(Task brief): Find "Can you see the potted" in the data below; transcribe the line it appears on and each line after it, exactly, to the end, and nothing else.

'''

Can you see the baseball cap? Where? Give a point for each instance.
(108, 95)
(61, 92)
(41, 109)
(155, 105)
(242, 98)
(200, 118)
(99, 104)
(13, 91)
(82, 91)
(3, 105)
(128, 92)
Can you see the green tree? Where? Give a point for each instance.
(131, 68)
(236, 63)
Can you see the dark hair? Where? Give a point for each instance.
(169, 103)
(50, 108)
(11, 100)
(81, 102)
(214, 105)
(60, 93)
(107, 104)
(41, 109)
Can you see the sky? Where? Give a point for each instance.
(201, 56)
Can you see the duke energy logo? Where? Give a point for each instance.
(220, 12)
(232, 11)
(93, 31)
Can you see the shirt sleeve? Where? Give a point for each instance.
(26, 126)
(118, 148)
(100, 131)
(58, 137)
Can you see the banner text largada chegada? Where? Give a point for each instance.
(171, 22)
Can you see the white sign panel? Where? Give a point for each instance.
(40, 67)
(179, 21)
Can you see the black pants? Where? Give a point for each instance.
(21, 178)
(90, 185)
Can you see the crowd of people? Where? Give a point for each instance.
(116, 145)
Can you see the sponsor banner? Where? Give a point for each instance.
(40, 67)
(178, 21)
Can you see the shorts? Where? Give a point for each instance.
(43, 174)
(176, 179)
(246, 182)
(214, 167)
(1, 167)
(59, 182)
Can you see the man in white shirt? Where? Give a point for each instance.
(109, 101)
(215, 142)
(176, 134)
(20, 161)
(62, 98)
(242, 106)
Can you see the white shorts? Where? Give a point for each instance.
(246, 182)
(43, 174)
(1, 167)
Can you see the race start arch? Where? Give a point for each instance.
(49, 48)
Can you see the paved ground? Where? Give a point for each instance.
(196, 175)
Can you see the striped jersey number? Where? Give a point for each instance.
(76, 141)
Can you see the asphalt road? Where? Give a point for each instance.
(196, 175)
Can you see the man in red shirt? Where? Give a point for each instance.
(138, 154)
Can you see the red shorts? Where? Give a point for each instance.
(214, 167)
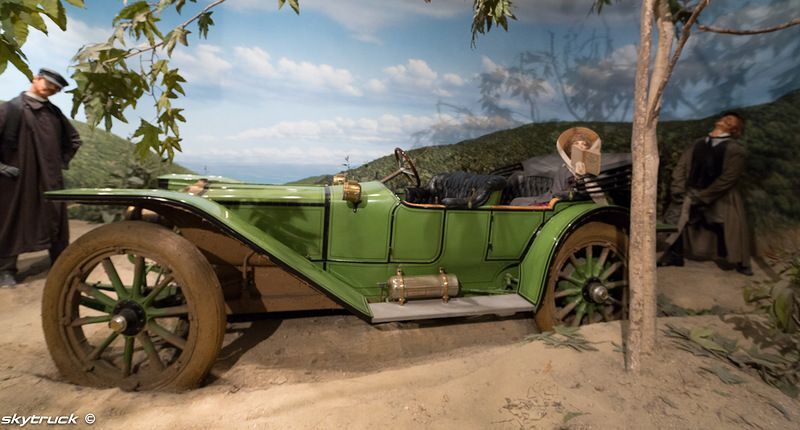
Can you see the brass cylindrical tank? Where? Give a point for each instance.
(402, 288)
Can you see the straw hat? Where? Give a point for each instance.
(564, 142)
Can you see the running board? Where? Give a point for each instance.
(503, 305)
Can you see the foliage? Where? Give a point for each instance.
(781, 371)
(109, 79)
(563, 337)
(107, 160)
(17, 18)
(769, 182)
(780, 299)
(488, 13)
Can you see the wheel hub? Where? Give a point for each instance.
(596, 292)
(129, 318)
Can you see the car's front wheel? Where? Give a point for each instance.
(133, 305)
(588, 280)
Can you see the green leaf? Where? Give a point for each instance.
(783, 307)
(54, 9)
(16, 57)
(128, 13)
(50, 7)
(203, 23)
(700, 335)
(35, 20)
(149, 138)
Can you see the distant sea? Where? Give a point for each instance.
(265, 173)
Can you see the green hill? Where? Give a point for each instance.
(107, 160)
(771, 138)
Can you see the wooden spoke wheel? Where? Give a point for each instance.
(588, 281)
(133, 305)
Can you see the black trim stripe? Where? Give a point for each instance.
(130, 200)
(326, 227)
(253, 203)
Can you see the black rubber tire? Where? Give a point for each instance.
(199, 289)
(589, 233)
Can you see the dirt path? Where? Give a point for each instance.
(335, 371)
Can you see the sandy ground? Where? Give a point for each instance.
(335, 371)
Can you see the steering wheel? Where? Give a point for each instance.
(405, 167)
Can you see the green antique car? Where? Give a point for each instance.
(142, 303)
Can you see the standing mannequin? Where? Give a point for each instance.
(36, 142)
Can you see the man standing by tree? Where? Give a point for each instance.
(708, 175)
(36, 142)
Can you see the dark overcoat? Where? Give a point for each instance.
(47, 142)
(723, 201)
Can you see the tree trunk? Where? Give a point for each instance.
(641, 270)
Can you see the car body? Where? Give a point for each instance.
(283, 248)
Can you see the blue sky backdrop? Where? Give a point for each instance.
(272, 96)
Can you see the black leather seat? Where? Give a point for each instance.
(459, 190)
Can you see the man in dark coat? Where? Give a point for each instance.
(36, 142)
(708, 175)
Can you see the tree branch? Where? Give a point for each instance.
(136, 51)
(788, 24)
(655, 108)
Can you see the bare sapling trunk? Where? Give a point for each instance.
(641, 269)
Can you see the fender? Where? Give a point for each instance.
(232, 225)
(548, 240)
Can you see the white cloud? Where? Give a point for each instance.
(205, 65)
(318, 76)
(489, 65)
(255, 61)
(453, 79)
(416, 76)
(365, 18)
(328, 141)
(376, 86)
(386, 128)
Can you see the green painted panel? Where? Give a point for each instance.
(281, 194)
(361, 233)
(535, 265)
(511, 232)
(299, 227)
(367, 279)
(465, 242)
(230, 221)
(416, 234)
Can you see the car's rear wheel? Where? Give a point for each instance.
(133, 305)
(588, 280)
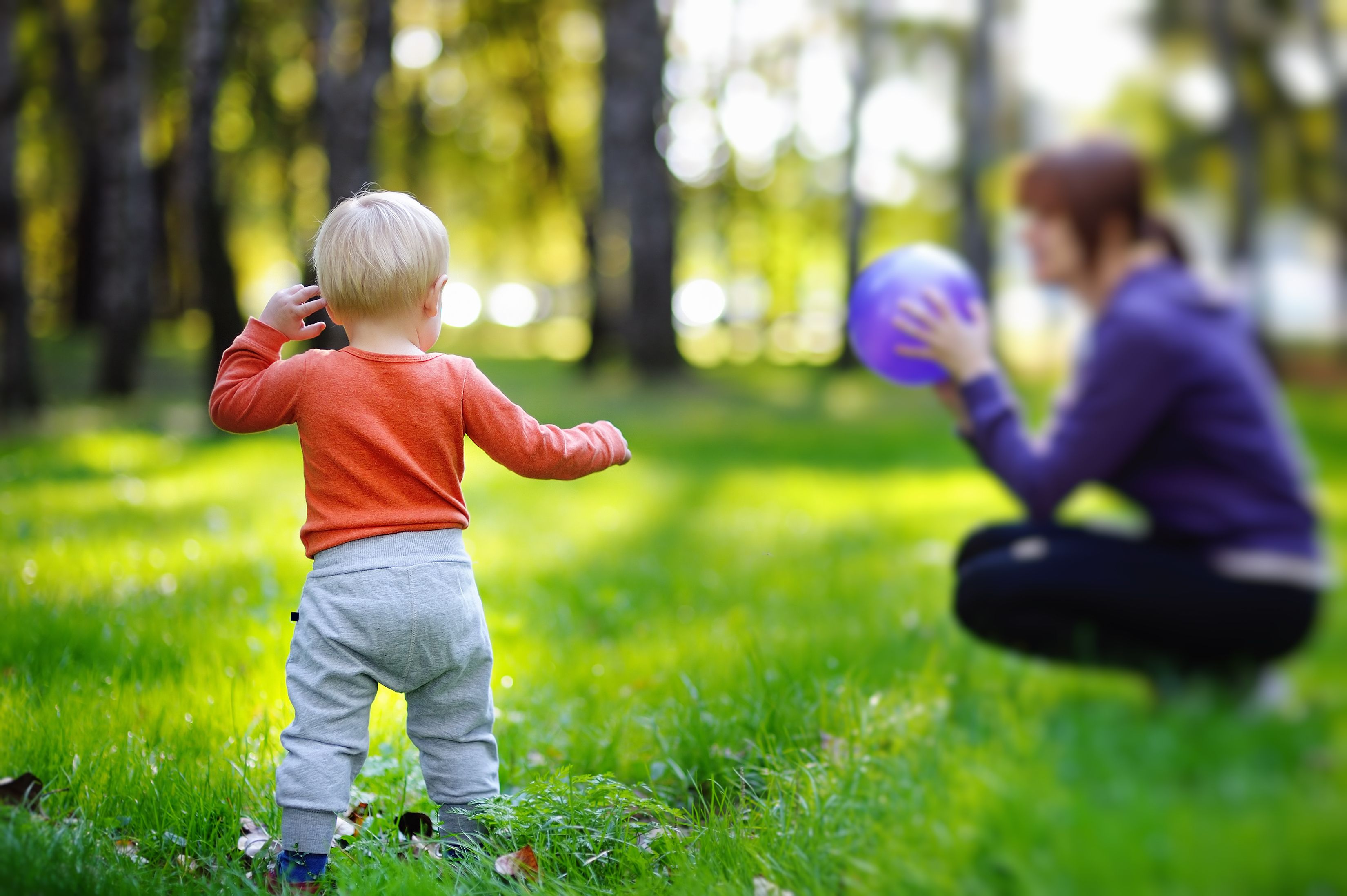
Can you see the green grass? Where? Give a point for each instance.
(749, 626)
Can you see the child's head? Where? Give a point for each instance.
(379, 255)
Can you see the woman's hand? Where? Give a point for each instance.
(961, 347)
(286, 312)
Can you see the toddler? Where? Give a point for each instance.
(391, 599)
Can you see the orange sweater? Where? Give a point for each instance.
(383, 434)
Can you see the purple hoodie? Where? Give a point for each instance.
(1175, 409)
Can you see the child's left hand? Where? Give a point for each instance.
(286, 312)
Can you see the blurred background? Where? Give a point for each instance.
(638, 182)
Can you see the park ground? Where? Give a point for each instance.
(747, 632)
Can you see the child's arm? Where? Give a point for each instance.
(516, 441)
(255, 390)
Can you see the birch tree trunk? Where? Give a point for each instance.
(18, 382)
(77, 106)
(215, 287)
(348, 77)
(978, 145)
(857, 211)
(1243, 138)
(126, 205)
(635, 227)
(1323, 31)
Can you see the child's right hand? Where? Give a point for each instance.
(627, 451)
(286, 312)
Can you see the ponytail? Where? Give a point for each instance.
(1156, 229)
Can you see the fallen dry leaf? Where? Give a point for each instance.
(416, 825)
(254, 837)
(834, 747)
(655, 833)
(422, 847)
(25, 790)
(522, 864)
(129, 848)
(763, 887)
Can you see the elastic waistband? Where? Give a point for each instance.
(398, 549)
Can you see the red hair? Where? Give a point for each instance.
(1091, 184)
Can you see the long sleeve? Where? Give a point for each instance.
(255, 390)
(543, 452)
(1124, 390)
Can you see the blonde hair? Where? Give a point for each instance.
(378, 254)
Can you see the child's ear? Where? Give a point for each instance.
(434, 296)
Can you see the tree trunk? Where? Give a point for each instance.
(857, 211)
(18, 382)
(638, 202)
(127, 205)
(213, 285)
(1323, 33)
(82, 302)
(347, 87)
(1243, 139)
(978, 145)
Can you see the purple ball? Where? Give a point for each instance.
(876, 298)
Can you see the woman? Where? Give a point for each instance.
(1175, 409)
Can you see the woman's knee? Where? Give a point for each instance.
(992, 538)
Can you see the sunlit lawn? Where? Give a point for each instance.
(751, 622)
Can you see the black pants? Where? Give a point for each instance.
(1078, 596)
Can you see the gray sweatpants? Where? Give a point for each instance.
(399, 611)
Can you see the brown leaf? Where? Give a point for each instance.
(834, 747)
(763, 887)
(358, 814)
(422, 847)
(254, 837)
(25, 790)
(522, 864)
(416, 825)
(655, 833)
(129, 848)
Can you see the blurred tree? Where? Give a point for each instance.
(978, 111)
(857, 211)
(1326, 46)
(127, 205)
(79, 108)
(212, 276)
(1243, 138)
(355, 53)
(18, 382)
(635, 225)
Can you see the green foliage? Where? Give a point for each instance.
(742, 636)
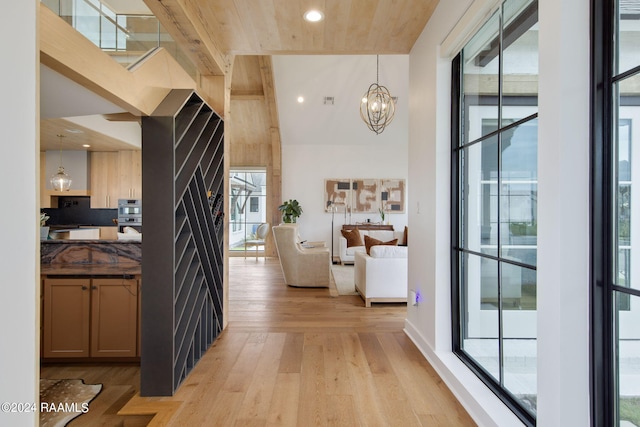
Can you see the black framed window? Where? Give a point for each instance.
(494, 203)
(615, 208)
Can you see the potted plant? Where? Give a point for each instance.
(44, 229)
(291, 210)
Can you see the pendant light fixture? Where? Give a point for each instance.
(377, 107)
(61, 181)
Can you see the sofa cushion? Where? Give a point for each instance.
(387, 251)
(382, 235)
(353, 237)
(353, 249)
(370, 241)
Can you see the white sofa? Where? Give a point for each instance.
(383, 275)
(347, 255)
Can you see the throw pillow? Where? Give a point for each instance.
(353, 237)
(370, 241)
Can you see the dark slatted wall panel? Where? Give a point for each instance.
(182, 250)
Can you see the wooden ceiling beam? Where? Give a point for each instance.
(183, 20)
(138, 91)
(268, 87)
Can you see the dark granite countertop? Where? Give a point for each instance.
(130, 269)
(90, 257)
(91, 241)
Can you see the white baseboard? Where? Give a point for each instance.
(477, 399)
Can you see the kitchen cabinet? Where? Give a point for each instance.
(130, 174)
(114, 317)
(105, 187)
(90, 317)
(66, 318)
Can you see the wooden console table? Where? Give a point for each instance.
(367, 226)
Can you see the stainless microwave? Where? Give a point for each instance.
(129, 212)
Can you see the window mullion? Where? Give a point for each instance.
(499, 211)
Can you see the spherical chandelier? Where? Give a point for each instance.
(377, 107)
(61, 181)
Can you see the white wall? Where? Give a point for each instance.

'''

(Solution to this task):
Can you see the potted plant? Where? Give a point for each instance.
(44, 229)
(291, 210)
Can you see the pendant light fixture? Where? Give a point for each instance.
(377, 107)
(61, 181)
Can you see the sofa cushion? Where? Give a point for each instance.
(387, 251)
(382, 235)
(353, 237)
(353, 249)
(370, 241)
Can you see the white sofa? Where? Give a point for each instance.
(383, 275)
(347, 255)
Can you see the throw pillow? Where? Give a point for each instance.
(353, 237)
(370, 241)
Can you see the dark slatted wall panel? Where? Give a point for each instance.
(182, 250)
Can you see the wooden ceiling beam? Where? Give a point for each instance.
(183, 20)
(138, 91)
(268, 87)
Can you see the dark granite countertop? Where? Give a point for each instance.
(130, 269)
(90, 257)
(91, 241)
Can you see the white baseboard? Where? Give a point for each instance.
(477, 399)
Can you see the kitchen cabinet? Where? Give a point for each instance.
(130, 174)
(114, 317)
(105, 187)
(90, 317)
(66, 318)
Can you see the wooden console table? Where? Give a point for each instance.
(367, 226)
Can you see the stainless microwave? Where? Give a point for each instance.
(129, 212)
Can you see the window mullion? Where? Give a point for each instance.
(499, 211)
Can you see the spherical chandelier? Where? Give a point for each instance.
(377, 107)
(61, 181)
Can you see the white wall? Where? Give a point for each instance.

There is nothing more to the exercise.